#### AIM OF THE TASK:
The entries below are to be reproduced exactly, with their pictures omitted.

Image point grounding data
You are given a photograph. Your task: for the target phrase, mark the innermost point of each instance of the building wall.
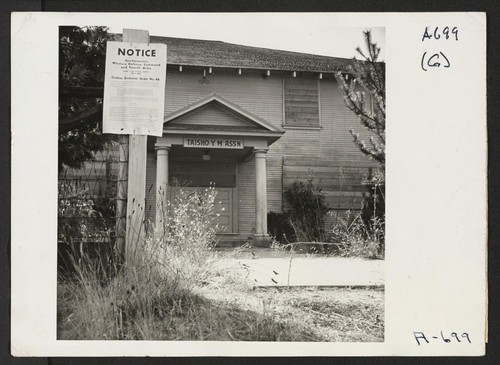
(325, 153)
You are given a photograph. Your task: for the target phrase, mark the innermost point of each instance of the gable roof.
(205, 53)
(262, 128)
(219, 100)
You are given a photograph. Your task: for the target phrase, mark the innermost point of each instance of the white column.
(260, 194)
(161, 182)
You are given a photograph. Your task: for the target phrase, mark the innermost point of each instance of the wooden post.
(121, 194)
(136, 184)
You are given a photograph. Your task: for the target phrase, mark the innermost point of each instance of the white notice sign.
(134, 88)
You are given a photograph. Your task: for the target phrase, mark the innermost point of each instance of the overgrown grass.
(173, 288)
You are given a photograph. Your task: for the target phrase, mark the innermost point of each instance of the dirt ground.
(329, 314)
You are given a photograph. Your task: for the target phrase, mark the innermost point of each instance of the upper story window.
(301, 102)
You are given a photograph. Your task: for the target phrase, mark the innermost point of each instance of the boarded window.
(301, 102)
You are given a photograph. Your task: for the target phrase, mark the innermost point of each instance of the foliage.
(355, 238)
(158, 294)
(79, 217)
(307, 211)
(373, 209)
(279, 227)
(82, 53)
(369, 74)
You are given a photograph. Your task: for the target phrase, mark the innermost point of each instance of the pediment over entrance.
(216, 113)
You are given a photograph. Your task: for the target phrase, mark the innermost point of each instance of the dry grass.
(172, 288)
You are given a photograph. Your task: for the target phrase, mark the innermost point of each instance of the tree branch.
(74, 121)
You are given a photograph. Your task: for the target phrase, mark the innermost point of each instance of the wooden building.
(252, 121)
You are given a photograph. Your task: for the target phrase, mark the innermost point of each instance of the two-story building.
(251, 121)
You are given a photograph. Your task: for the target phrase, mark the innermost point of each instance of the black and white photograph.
(257, 211)
(223, 178)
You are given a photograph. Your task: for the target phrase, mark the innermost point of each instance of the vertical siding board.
(246, 196)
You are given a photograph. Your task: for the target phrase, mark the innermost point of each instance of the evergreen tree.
(82, 54)
(369, 74)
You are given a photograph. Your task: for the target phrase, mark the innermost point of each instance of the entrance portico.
(214, 141)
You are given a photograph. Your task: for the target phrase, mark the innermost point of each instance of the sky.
(315, 33)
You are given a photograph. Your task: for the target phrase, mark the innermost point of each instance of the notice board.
(134, 88)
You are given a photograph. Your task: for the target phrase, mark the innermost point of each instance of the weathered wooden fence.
(87, 206)
(341, 183)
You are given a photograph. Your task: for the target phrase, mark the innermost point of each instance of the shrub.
(307, 211)
(373, 208)
(354, 238)
(131, 299)
(279, 227)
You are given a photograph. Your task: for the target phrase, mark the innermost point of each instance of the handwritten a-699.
(450, 337)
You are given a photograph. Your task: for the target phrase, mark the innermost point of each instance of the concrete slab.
(264, 269)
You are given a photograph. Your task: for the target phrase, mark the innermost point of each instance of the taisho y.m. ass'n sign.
(213, 143)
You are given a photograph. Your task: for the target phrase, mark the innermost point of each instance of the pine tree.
(82, 54)
(367, 76)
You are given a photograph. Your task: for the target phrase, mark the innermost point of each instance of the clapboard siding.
(301, 101)
(342, 185)
(246, 197)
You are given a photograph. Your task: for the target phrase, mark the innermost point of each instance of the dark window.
(301, 102)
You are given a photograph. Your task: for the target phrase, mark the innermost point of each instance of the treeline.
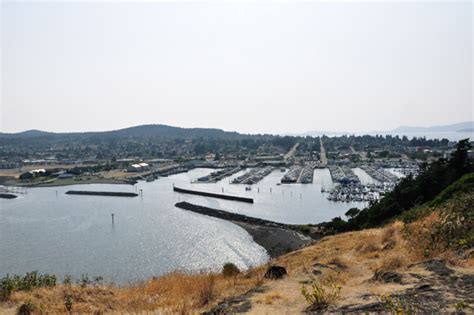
(432, 179)
(369, 142)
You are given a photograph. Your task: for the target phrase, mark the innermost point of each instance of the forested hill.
(413, 192)
(143, 131)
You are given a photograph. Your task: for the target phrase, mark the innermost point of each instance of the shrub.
(321, 295)
(85, 281)
(30, 281)
(26, 308)
(68, 302)
(448, 228)
(230, 270)
(206, 292)
(7, 286)
(305, 229)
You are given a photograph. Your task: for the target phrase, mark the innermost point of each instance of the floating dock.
(218, 175)
(7, 196)
(101, 193)
(212, 195)
(253, 176)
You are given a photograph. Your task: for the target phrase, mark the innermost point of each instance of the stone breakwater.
(101, 193)
(277, 238)
(212, 195)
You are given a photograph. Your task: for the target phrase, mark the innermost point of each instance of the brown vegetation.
(339, 268)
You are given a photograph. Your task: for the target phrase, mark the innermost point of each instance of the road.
(324, 159)
(291, 152)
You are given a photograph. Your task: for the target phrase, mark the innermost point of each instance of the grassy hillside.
(380, 269)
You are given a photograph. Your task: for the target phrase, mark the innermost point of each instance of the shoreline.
(61, 183)
(277, 238)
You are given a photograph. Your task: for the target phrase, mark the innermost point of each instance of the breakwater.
(277, 238)
(221, 214)
(101, 193)
(212, 195)
(7, 196)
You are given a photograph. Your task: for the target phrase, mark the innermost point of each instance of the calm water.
(49, 231)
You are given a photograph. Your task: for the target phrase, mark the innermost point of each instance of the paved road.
(324, 159)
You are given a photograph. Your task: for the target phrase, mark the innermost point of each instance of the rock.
(438, 267)
(275, 272)
(388, 276)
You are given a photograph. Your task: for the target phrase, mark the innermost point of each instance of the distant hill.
(143, 131)
(468, 125)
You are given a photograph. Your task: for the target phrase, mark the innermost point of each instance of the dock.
(253, 176)
(101, 193)
(218, 175)
(7, 196)
(213, 195)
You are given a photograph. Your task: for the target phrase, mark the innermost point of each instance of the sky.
(267, 67)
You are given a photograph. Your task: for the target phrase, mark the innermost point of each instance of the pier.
(218, 175)
(212, 195)
(253, 176)
(101, 193)
(8, 196)
(299, 174)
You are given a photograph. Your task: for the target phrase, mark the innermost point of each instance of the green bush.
(26, 308)
(321, 295)
(30, 281)
(230, 270)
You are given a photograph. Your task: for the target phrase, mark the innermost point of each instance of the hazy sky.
(268, 67)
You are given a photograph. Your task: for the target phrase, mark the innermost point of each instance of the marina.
(253, 176)
(218, 175)
(150, 228)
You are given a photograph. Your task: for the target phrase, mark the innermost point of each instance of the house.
(144, 166)
(65, 176)
(33, 173)
(134, 168)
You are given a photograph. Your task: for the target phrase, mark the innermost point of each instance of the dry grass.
(353, 259)
(173, 293)
(270, 298)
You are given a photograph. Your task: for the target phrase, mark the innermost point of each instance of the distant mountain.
(27, 133)
(468, 125)
(143, 131)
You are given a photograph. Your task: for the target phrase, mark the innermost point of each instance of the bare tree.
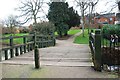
(83, 5)
(92, 4)
(30, 9)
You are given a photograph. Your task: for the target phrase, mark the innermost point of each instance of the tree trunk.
(82, 23)
(66, 33)
(60, 34)
(35, 20)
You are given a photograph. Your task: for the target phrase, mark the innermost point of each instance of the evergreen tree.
(63, 17)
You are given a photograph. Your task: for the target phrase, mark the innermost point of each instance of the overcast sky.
(7, 7)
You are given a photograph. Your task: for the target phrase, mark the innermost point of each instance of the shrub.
(44, 28)
(108, 30)
(24, 30)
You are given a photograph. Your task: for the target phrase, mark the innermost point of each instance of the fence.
(105, 52)
(28, 45)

#### TASK RESPONSE:
You are given a photograph. Your task: for the target phrase, mark the innermost point of each instance of the building wall.
(325, 153)
You are given a photograph. Your task: for the target phrase, mark the innermost point of each instance of the gable roof.
(205, 53)
(262, 128)
(219, 100)
You are given a photograph. Your task: for the target phrase, mark the innermost point of each instance of the white column.
(260, 194)
(161, 182)
You are given a photograph. Your task: for the target phrase, mark the innermost point of each instance of the wooden post.
(121, 194)
(136, 184)
You are given a photograph. Your task: for the target phrase, mark the innermost point of each instance of the white notice sign.
(134, 88)
You are given a photograph. Your task: for the target phrase, mark the innermost point of each instance of the overgrown grass.
(173, 288)
You are given a photograph. Your task: for the target phrase, mark the innermost point of each instance of the dirt ground.
(329, 314)
You are given a photograph. Your task: for the target phrase, mark the innermost point of each instance of the upper story window.
(301, 102)
You are given a photograph. Your task: for the target phrase, mark the innermost point of each instance of the boarded window.
(301, 102)
You are given a photograph. Your task: for the target phrase, mark the innermost point of each instance of the foliage.
(355, 238)
(158, 294)
(79, 217)
(307, 211)
(373, 209)
(279, 227)
(82, 53)
(369, 74)
You are given a photograph. Your task: for the target phrase, mark the innermost point of each instance of the pediment over entrance.
(216, 113)
You are given a photograph. Your task: for the target phrase, mark the innermost point of each instance of the dry grass.
(172, 288)
You are given a photograph. Your task: for the target phrase, mark the innermost point of each instance of the tree branch.
(74, 121)
You are given a photograph. Your task: for the target phrase, mark the innermost point of each instance of the wooden building.
(252, 121)
You are given a photograph. Your task: for the target phrase, mark the innermost point of each instance of the two-story building.
(251, 121)
You are given a photograph. Your task: for the target phrase, mark the innermost point of each instance of the black and white photograph.
(257, 211)
(223, 178)
You are given a photograph. Your task: for the target phrase, mark the innermost point of each instance of the vertical siding board.
(246, 196)
You are given a photograph. Your task: for the target phrase, mark the innermost point of each instance of the evergreen tree.
(82, 54)
(369, 74)
You are given a photograph. Your task: for the target phrase, mark the innermost point of each instance of the entrance portico.
(214, 141)
You are given a photograph. Your task: for the target phrase, mark the innermost point of each instance of the sky.
(315, 33)
You are given a photograph. Your task: for the target phrase, mark the innermost point of each instance of the notice board.
(134, 88)
You are given a photograph. Your task: for the target phrase, mark the innermost point of each instance of the weathered wooden fence.
(87, 206)
(341, 183)
You are given a photograph. Your task: for the target phrase, mark the innermost point of each instance of the shrub.
(307, 211)
(373, 208)
(354, 238)
(131, 299)
(279, 227)
You are given a photograph. Your task: for the target phrase, mark the innermost point of each instance of the handwritten a-699.
(450, 337)
You are given a photograph. Your task: for the target phrase, mark the innermost point of each instance of the concrete slab.
(264, 269)
You are given a photograph. Your task: for the target phrase, mark the innermost point of each instance of the taisho y.m. ass'n sign.
(213, 143)
You are given a photograph. Your task: for the target phrase, mark the innermost point of each instance of the pine tree.
(82, 54)
(367, 76)
You are given a photograph. Your task: for the target phrase, mark the innermost point of each instance of the clapboard siding.
(301, 101)
(342, 185)
(246, 197)
You are given a photograph. Your task: for the target phrase, mark the innermost point of each instance of the dark window.
(301, 102)
You are given a photograph. Your task: for the target phrase, mark the innermost point of each instance of the treeline.
(432, 179)
(369, 142)
You are given a photograph. Your task: for the target phrase, mark the innermost point of each instance of the forested hill.
(413, 192)
(143, 131)
You are given a photograph. Your task: for the target phrase, mark the innermost point of each instance of the shrub.
(321, 295)
(85, 281)
(30, 281)
(26, 308)
(68, 302)
(448, 228)
(230, 270)
(206, 292)
(7, 286)
(305, 229)
You are given a photograph. Your task: for the target phrase, mark the innermost point of each instance of the floating dock.
(218, 175)
(7, 196)
(101, 193)
(212, 195)
(253, 176)
You are given a photograph. Your task: for the target phrase, mark the innermost point of each instance of the stone breakwater.
(101, 193)
(277, 238)
(212, 195)
You are given a photograph. Your task: for the target phrase, mark the innermost point of each instance of the brown vegetation.
(339, 268)
You are given a photograph. Your task: for the target phrase, mark the innermost point of each instance of the road.
(324, 159)
(291, 152)
You are given a photograph. Your task: for the target phrase, mark the innermost point of each instance of the grassy hillside.
(380, 269)
You are given a photograph. Your task: for the target phrase, mark the innermost point of each instance of the shoreline.
(61, 183)
(277, 238)
You are given a photograph. Your task: for the target phrase, mark the innermost point of each instance of the breakwater.
(277, 238)
(221, 214)
(101, 193)
(212, 195)
(7, 196)
You are given a photograph. Your task: for the target phrase, mark the innermost point of each instance of the calm water.
(49, 231)
You are given a photograph. Your task: for the target phrase, mark the innermost point of each instance of the paved road.
(324, 159)
You are given a photograph. Your task: for the target phrase, mark the innermost point of each instance of the rock.
(438, 267)
(275, 272)
(388, 276)
You are given a photograph. Your task: for the target phrase, mark the innermost point of each instance of the distant hill.
(143, 131)
(468, 125)
You are given a photograph. Your task: for the target phrase, mark the innermost point of each instance of the dock.
(253, 176)
(101, 193)
(218, 175)
(7, 196)
(213, 195)
You are given a photograph. Your task: for the target phrase, mark the innermost point of each instance of the sky.
(267, 67)
You are given a photograph. Your task: for the target phrase, mark the innermost point of each instance of the pier.
(218, 175)
(212, 195)
(253, 176)
(101, 193)
(8, 196)
(299, 174)
You are given a photograph. Your task: for the target phrase, mark the innermost point of each instance of the green bush.
(26, 308)
(321, 295)
(30, 281)
(230, 270)
You are given a photograph. Your task: for the target phrase, mark the innermost point of each instance of the hazy sky.
(268, 67)
You are given a photograph. Your task: for the target phrase, mark the innermost point of each instance of the marina.
(253, 176)
(218, 175)
(150, 228)
You are given a photograph. Your task: for the target phrase, mark the innermost point of each instance of the house.
(144, 166)
(65, 176)
(33, 173)
(134, 168)
You are given a photograph. Your task: for the target phrase, mark the innermost point of each instance of the dry grass.
(353, 259)
(173, 293)
(270, 298)
You are given a photograph. Your task: for the target phrase, mark the innermost point of each instance of the distant mountain.
(27, 133)
(468, 125)
(143, 131)
You are given a photograph. Your task: for the target phrase, mark the innermost point of each instance of the bare tree.
(83, 5)
(92, 4)
(30, 9)
You are given a photograph. Your task: for the target phrase, mark the innermost point of each instance of the tree trunk.
(82, 23)
(66, 33)
(60, 34)
(35, 20)
You are given a photograph. Your task: for the target phrase, mark the innermost point of each instance of the evergreen tree.
(63, 17)
You are given a photograph. Your task: for the target phrase, mark the innermost point of each instance of the overcast sky.
(7, 7)
You are given a photograph. Your task: for the target phrase, mark the innermost point of each instance of the shrub.
(44, 28)
(108, 30)
(24, 30)
You are given a photograph. Your task: for the target phrase, mark the innermost point of each instance of the fence.
(105, 52)
(28, 45)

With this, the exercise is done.